Task prompt:
From the line with "Annotate player's outstretched leg." to the line with "Annotate player's dark hair.", retype every line exactly, including those two, and leave out the rest of the data below.

Material for this task:
#####

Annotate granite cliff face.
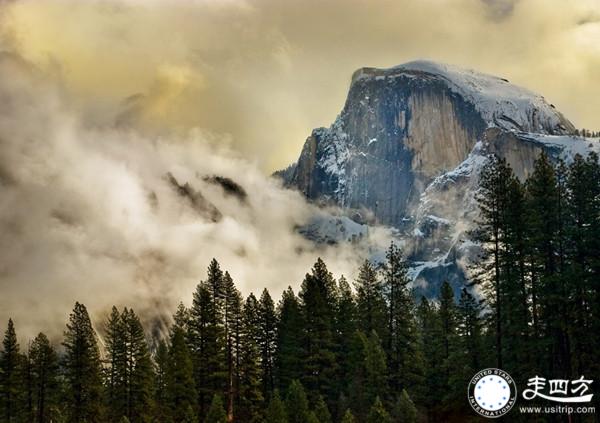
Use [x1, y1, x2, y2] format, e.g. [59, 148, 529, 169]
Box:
[282, 60, 574, 227]
[280, 60, 598, 296]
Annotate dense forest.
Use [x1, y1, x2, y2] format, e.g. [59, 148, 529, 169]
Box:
[0, 151, 599, 423]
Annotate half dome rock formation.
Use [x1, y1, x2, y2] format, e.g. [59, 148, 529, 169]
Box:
[280, 60, 575, 227]
[278, 60, 597, 295]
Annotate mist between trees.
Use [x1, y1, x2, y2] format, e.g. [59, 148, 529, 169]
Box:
[1, 151, 599, 423]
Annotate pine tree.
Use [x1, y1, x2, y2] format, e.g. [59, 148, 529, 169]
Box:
[123, 308, 154, 422]
[173, 302, 190, 334]
[275, 288, 303, 392]
[342, 409, 356, 423]
[416, 297, 443, 418]
[153, 340, 169, 422]
[258, 289, 277, 402]
[333, 276, 357, 404]
[204, 394, 227, 423]
[364, 331, 388, 403]
[305, 411, 320, 423]
[355, 260, 387, 338]
[584, 153, 600, 389]
[553, 159, 573, 377]
[29, 332, 59, 423]
[238, 294, 263, 422]
[340, 409, 356, 423]
[473, 155, 513, 369]
[298, 259, 337, 402]
[104, 307, 154, 422]
[347, 331, 388, 419]
[166, 327, 197, 422]
[104, 306, 128, 420]
[502, 175, 532, 374]
[189, 259, 226, 418]
[566, 152, 600, 377]
[525, 152, 566, 375]
[455, 288, 483, 373]
[438, 281, 456, 393]
[284, 380, 310, 423]
[366, 396, 391, 423]
[313, 394, 332, 423]
[62, 302, 104, 422]
[0, 319, 24, 422]
[392, 389, 418, 423]
[23, 349, 33, 423]
[445, 288, 485, 416]
[381, 242, 423, 393]
[222, 271, 242, 422]
[182, 405, 196, 423]
[264, 390, 287, 423]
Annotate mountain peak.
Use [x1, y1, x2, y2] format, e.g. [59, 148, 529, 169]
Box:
[281, 60, 595, 296]
[351, 60, 575, 134]
[281, 59, 588, 230]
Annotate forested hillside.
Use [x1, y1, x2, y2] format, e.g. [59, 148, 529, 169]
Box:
[1, 151, 598, 422]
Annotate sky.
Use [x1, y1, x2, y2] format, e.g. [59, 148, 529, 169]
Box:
[1, 0, 599, 172]
[0, 0, 599, 339]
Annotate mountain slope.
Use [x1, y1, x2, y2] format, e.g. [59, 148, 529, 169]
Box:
[279, 60, 596, 295]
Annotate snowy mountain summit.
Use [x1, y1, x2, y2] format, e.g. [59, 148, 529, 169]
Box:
[278, 60, 597, 296]
[369, 60, 574, 134]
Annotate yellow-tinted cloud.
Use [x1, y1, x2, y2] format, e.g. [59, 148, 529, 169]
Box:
[0, 54, 394, 338]
[1, 0, 599, 171]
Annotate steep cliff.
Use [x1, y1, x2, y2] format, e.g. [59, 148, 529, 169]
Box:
[283, 60, 574, 228]
[280, 60, 596, 296]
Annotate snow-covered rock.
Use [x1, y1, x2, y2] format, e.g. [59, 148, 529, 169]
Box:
[278, 60, 592, 297]
[382, 60, 574, 134]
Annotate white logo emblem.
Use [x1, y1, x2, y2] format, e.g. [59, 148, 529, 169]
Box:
[468, 368, 517, 418]
[522, 375, 593, 402]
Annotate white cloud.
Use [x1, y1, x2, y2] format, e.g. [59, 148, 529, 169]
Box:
[0, 56, 391, 340]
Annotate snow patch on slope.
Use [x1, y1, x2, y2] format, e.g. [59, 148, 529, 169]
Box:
[355, 60, 574, 134]
[517, 133, 600, 162]
[416, 141, 487, 223]
[315, 117, 350, 202]
[299, 213, 367, 244]
[401, 60, 571, 133]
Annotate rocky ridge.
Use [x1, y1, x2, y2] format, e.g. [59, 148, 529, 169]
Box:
[279, 60, 597, 295]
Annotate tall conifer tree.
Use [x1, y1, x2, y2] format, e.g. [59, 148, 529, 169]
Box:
[333, 276, 357, 401]
[258, 289, 277, 403]
[166, 327, 196, 422]
[29, 332, 59, 423]
[355, 260, 387, 339]
[284, 380, 310, 423]
[153, 340, 169, 422]
[221, 271, 241, 422]
[238, 294, 263, 422]
[264, 390, 287, 423]
[382, 242, 422, 393]
[275, 288, 303, 392]
[298, 259, 338, 403]
[105, 306, 128, 420]
[474, 155, 513, 368]
[122, 308, 154, 422]
[0, 319, 23, 423]
[526, 152, 567, 375]
[62, 302, 104, 423]
[189, 259, 226, 418]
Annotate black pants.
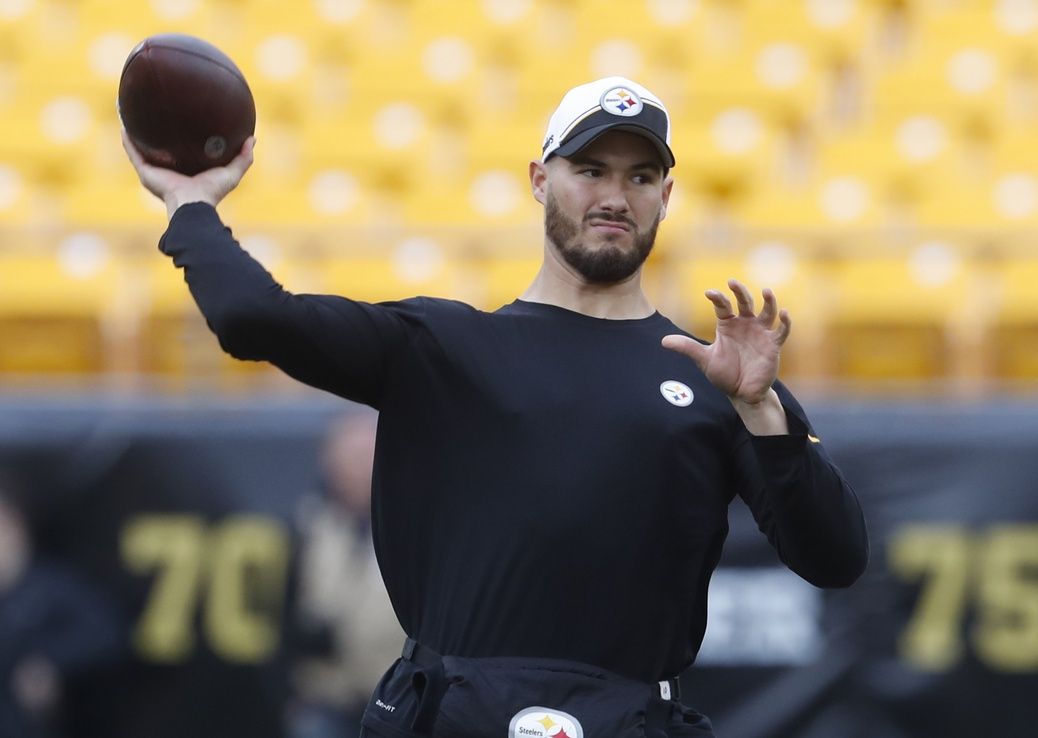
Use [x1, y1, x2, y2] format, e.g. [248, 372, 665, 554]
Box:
[359, 641, 714, 738]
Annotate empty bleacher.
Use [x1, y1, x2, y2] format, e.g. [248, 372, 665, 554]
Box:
[0, 0, 1036, 388]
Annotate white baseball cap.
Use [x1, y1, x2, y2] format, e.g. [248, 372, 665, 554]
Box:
[541, 76, 675, 168]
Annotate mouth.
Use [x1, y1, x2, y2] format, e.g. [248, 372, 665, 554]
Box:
[587, 219, 631, 233]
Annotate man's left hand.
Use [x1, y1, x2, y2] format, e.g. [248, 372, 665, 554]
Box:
[662, 280, 791, 434]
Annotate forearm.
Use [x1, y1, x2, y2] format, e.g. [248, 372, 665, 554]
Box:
[159, 202, 285, 358]
[735, 386, 869, 588]
[750, 435, 869, 587]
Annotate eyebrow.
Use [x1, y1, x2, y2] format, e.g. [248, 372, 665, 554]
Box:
[568, 156, 663, 174]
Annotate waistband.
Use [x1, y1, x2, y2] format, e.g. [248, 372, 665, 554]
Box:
[401, 637, 682, 702]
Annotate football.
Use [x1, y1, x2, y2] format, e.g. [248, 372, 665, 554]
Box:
[118, 33, 256, 176]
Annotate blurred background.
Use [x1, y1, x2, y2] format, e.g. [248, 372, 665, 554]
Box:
[0, 0, 1036, 736]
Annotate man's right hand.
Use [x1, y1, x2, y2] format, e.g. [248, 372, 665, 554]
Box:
[122, 129, 255, 219]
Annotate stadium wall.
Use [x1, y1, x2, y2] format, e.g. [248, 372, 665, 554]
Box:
[0, 393, 1034, 738]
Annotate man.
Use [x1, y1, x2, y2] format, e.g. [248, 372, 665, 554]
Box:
[291, 411, 404, 737]
[124, 76, 868, 737]
[0, 471, 124, 738]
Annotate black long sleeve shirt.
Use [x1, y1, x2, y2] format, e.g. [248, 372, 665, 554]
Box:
[160, 203, 868, 683]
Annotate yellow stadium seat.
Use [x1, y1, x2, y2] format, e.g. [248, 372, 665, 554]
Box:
[228, 174, 382, 228]
[989, 258, 1038, 380]
[299, 107, 434, 194]
[673, 250, 822, 377]
[742, 0, 872, 63]
[867, 6, 1011, 129]
[0, 98, 97, 185]
[822, 253, 970, 380]
[80, 0, 187, 38]
[817, 124, 958, 203]
[0, 251, 120, 374]
[479, 255, 542, 312]
[61, 181, 168, 230]
[0, 313, 106, 375]
[674, 117, 778, 200]
[685, 40, 824, 126]
[319, 249, 461, 305]
[4, 0, 1033, 386]
[0, 163, 44, 228]
[912, 180, 1003, 231]
[464, 119, 541, 173]
[736, 172, 887, 235]
[400, 172, 539, 230]
[989, 128, 1038, 173]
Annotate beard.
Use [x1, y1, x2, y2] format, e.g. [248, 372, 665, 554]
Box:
[544, 192, 660, 284]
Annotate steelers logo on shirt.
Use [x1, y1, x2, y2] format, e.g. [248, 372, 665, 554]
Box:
[660, 380, 694, 407]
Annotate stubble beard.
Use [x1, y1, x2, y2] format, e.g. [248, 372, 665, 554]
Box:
[544, 192, 660, 285]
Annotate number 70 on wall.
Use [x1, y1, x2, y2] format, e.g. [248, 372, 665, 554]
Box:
[121, 514, 290, 665]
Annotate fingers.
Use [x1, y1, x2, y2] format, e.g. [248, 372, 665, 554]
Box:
[226, 136, 256, 178]
[758, 287, 777, 327]
[775, 309, 792, 345]
[662, 334, 708, 368]
[704, 289, 735, 320]
[707, 280, 790, 341]
[121, 128, 147, 171]
[728, 279, 756, 317]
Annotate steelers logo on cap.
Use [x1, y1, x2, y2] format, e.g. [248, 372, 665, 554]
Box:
[600, 86, 643, 117]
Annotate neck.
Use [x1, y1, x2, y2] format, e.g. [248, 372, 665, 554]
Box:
[520, 240, 655, 319]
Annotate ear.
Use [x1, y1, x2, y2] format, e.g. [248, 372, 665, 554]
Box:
[529, 160, 548, 205]
[659, 175, 674, 221]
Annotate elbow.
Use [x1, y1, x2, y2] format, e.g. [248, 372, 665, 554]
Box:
[808, 562, 866, 589]
[802, 536, 870, 589]
[208, 302, 273, 360]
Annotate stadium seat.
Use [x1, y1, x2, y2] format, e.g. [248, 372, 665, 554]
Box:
[988, 258, 1038, 380]
[675, 115, 778, 201]
[0, 0, 1032, 386]
[0, 250, 119, 374]
[822, 252, 969, 380]
[674, 249, 822, 377]
[479, 254, 542, 312]
[319, 248, 461, 305]
[912, 180, 1003, 231]
[0, 97, 97, 185]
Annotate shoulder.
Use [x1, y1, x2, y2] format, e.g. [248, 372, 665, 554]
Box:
[375, 296, 483, 321]
[369, 297, 491, 346]
[653, 311, 710, 345]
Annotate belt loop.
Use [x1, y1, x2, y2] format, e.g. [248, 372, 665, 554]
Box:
[398, 639, 447, 734]
[647, 675, 680, 737]
[663, 677, 681, 701]
[402, 637, 418, 661]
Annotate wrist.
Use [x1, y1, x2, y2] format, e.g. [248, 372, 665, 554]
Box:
[730, 389, 788, 436]
[164, 190, 216, 219]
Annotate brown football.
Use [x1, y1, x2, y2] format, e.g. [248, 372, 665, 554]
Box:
[118, 33, 256, 176]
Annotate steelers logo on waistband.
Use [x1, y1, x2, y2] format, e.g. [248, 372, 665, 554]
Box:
[509, 707, 584, 738]
[600, 86, 643, 117]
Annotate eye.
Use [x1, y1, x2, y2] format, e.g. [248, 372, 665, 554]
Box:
[580, 168, 602, 178]
[633, 173, 657, 185]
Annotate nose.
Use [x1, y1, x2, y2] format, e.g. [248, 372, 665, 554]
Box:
[594, 180, 630, 216]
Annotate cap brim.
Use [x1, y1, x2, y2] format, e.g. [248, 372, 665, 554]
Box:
[552, 122, 675, 168]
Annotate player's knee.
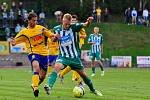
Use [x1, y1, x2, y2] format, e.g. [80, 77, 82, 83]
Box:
[39, 77, 44, 81]
[32, 60, 40, 70]
[53, 64, 63, 72]
[40, 74, 46, 79]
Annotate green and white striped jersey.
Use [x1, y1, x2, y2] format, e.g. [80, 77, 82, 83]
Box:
[54, 23, 83, 58]
[88, 33, 103, 53]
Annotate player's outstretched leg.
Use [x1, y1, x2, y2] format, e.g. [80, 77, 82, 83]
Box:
[31, 84, 39, 97]
[98, 60, 105, 76]
[48, 63, 64, 94]
[72, 71, 83, 86]
[91, 60, 96, 76]
[59, 66, 71, 84]
[31, 72, 40, 97]
[30, 60, 42, 97]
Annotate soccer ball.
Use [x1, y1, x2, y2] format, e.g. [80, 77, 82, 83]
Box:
[73, 86, 85, 98]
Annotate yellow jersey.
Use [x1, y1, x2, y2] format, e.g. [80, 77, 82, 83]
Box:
[15, 25, 53, 56]
[47, 38, 59, 55]
[96, 8, 101, 16]
[79, 28, 86, 45]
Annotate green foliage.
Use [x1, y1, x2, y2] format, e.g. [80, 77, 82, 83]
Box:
[43, 0, 93, 19]
[1, 0, 150, 17]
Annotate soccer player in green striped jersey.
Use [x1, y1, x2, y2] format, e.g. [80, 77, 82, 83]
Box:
[48, 13, 103, 96]
[88, 27, 104, 77]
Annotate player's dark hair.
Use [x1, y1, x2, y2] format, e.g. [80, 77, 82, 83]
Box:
[28, 12, 37, 20]
[72, 15, 78, 20]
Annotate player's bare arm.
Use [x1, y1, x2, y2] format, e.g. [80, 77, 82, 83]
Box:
[10, 36, 26, 46]
[52, 33, 61, 42]
[42, 28, 54, 38]
[83, 17, 93, 27]
[101, 44, 103, 54]
[88, 42, 96, 45]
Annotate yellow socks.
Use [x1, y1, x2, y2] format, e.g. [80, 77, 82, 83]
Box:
[47, 66, 52, 76]
[32, 72, 40, 90]
[72, 71, 82, 85]
[59, 66, 71, 77]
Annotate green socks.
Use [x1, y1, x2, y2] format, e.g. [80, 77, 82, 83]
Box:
[48, 71, 57, 88]
[82, 76, 95, 92]
[92, 67, 96, 74]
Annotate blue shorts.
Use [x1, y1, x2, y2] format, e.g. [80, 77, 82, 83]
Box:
[28, 54, 48, 71]
[48, 55, 58, 66]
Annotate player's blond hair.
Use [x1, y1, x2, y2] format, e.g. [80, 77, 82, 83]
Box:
[94, 27, 99, 30]
[63, 13, 72, 21]
[94, 27, 100, 33]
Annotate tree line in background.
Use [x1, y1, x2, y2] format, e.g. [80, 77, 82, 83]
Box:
[0, 0, 150, 19]
[40, 0, 150, 20]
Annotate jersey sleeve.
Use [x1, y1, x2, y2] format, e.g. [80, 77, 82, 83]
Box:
[14, 30, 27, 44]
[100, 34, 103, 45]
[72, 23, 83, 32]
[88, 34, 92, 42]
[79, 28, 86, 36]
[43, 27, 54, 38]
[53, 25, 61, 34]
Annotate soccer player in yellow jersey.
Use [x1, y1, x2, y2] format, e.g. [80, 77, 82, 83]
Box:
[79, 28, 86, 48]
[10, 12, 54, 97]
[47, 35, 59, 76]
[59, 15, 86, 86]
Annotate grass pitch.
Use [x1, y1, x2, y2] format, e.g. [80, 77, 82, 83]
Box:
[0, 68, 150, 100]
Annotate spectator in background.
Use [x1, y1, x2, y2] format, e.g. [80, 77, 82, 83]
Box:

#####

Answer:
Annotate player's outstretched leg.
Use [x1, y1, x2, y2] format, e.g. [80, 77, 82, 83]
Box:
[31, 84, 39, 97]
[98, 60, 105, 76]
[48, 63, 64, 94]
[72, 71, 83, 86]
[91, 60, 96, 76]
[59, 66, 71, 84]
[31, 72, 40, 97]
[30, 60, 42, 97]
Annotate soccer ball.
Use [x1, y1, x2, y2] format, e.g. [80, 77, 82, 83]
Box:
[73, 86, 85, 98]
Annotate yellow jersey.
Use [x1, y1, x2, y2] format, e.g. [80, 77, 82, 83]
Box:
[15, 25, 53, 56]
[47, 38, 59, 55]
[96, 8, 101, 16]
[79, 28, 86, 45]
Annotate green foliage.
Use [x1, y1, x2, y2] format, e.g. [80, 77, 82, 83]
Box:
[43, 0, 93, 19]
[1, 0, 150, 17]
Annotate soccer player in green striped jersey.
Use [x1, y1, x2, y2] format, e.g. [80, 77, 82, 83]
Box:
[48, 13, 103, 96]
[88, 27, 104, 77]
Annotate player's dark hair.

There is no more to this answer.